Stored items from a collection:
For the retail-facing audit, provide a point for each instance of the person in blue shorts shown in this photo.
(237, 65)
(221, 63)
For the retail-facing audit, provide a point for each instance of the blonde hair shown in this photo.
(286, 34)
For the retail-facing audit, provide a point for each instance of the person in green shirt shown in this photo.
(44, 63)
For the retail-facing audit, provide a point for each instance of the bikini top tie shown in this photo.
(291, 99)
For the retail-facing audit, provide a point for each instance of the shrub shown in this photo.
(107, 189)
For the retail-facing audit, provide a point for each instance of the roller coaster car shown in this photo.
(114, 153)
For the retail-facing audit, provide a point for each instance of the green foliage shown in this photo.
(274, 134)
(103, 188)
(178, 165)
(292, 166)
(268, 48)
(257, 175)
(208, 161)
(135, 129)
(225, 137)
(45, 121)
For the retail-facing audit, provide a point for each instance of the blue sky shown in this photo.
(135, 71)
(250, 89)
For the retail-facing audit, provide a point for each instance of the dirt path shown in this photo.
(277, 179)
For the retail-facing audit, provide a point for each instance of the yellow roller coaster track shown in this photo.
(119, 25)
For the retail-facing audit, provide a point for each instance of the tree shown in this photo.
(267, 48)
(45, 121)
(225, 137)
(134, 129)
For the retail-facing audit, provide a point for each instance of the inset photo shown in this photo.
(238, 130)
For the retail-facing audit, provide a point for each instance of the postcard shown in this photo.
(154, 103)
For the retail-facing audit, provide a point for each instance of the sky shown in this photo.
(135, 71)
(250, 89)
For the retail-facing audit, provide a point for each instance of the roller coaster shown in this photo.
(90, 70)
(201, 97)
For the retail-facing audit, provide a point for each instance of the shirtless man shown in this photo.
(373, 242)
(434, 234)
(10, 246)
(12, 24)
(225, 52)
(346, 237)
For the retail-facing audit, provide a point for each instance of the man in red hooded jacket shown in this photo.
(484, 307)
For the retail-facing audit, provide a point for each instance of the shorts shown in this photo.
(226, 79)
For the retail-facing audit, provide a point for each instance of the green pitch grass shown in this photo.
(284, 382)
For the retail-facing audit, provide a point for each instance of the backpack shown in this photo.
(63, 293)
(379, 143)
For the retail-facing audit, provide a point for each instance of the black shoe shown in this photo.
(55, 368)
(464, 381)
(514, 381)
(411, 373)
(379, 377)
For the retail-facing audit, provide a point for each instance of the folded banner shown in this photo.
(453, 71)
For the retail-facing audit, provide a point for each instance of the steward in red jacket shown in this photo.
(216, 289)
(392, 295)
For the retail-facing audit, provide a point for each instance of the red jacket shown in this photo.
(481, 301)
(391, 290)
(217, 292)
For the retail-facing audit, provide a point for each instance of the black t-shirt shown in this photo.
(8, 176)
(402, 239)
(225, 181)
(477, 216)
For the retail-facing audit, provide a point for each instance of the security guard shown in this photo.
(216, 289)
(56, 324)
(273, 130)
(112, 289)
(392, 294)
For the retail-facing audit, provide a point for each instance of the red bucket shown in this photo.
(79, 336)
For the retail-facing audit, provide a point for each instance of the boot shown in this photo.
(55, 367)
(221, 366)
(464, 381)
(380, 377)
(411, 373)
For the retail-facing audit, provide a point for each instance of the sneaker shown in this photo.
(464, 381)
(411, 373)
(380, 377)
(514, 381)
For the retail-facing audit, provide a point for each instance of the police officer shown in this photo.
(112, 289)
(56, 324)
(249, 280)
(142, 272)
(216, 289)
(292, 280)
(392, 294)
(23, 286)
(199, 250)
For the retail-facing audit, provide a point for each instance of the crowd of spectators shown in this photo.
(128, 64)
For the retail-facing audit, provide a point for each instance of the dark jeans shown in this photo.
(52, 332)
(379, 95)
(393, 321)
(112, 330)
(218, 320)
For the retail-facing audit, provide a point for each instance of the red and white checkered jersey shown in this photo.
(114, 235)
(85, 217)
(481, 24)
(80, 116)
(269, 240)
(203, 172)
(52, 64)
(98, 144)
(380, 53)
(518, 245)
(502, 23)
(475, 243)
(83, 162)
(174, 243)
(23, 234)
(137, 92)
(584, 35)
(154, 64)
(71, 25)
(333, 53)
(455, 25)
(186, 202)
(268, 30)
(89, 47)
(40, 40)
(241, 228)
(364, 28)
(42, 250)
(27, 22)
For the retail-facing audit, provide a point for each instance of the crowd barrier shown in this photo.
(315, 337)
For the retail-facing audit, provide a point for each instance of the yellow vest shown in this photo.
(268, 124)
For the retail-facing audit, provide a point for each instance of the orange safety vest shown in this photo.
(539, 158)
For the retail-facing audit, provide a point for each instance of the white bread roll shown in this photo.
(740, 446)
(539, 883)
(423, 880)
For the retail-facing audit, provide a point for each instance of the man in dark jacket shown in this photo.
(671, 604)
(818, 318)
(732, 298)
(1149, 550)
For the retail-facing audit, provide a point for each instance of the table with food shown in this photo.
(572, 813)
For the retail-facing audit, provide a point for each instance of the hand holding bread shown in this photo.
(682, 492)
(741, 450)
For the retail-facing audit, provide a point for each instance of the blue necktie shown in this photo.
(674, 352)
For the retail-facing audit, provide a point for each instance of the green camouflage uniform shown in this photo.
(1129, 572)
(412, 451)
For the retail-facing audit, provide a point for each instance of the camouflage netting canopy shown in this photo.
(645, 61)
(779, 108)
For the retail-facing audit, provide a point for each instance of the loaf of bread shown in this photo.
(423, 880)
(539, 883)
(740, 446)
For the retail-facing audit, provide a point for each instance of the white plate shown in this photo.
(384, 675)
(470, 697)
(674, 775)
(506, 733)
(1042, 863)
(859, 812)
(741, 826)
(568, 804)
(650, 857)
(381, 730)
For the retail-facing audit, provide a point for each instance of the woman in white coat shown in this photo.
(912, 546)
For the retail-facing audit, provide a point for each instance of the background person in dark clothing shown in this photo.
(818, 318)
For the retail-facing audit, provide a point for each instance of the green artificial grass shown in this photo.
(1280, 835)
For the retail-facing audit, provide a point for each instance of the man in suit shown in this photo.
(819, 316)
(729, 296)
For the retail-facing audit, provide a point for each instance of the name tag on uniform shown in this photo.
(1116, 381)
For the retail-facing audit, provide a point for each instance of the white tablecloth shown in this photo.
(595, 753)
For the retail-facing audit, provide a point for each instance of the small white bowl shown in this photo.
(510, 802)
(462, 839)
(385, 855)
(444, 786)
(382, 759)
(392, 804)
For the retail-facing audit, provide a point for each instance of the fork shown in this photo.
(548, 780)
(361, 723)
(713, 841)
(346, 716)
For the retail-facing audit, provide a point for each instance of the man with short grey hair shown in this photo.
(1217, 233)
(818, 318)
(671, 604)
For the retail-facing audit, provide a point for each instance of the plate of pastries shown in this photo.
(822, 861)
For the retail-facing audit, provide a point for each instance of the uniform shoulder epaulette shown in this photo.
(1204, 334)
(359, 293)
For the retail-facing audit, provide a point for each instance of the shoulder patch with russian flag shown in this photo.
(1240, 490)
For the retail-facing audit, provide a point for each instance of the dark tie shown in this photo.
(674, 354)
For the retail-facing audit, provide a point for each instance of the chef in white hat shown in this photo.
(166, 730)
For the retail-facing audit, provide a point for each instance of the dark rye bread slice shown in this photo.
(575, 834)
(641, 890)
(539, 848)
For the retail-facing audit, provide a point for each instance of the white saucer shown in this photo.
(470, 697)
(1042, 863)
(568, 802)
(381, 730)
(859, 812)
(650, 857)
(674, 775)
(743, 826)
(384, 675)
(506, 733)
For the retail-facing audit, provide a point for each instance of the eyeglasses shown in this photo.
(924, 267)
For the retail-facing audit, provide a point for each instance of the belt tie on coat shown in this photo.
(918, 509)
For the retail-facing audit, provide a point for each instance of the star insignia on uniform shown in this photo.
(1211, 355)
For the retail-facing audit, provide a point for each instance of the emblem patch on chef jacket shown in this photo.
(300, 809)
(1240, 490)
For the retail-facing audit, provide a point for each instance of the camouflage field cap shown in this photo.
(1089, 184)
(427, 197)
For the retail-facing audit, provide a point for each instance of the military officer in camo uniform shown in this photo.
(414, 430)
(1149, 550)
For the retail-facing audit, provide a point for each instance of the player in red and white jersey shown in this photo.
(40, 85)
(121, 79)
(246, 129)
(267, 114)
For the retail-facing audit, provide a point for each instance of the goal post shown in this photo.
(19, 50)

# INSTRUCTIONS TO FOLLOW
Nothing but the lines from the one with "eyeglasses shown in this photo." through the final line of the data above should be output, exactly as written.

# RESULT OF THE TASK
For the retail-facing audit, provide a point for each instance of the eyeglasses shown in this photo.
(924, 267)
For the retail-facing audit, provide a point for each instance of the belt tie on coat shown in this photo.
(918, 509)
For the retail-facing audit, provide a point for each instance of the star insignia on uniform shown in this photo.
(1211, 355)
For the retail-facing audit, provide a point for each instance of the emblem patch on chef jacket shown in this photo.
(300, 809)
(1240, 490)
For the retail-facing audit, provide a point for each instance of the camouflage field cap shown in this photo.
(1089, 184)
(427, 197)
For the retail-facing audit, provide a point for each instance of the military officer in camo uniform shown in this photo.
(414, 430)
(1149, 550)
For the retail-facing audit, provide a point for each instance of the player in red and white jersey shown in this photo.
(40, 85)
(121, 79)
(246, 129)
(267, 114)
For the retail-facing audit, provide a point for each instance of the goal post shown in this photo.
(19, 50)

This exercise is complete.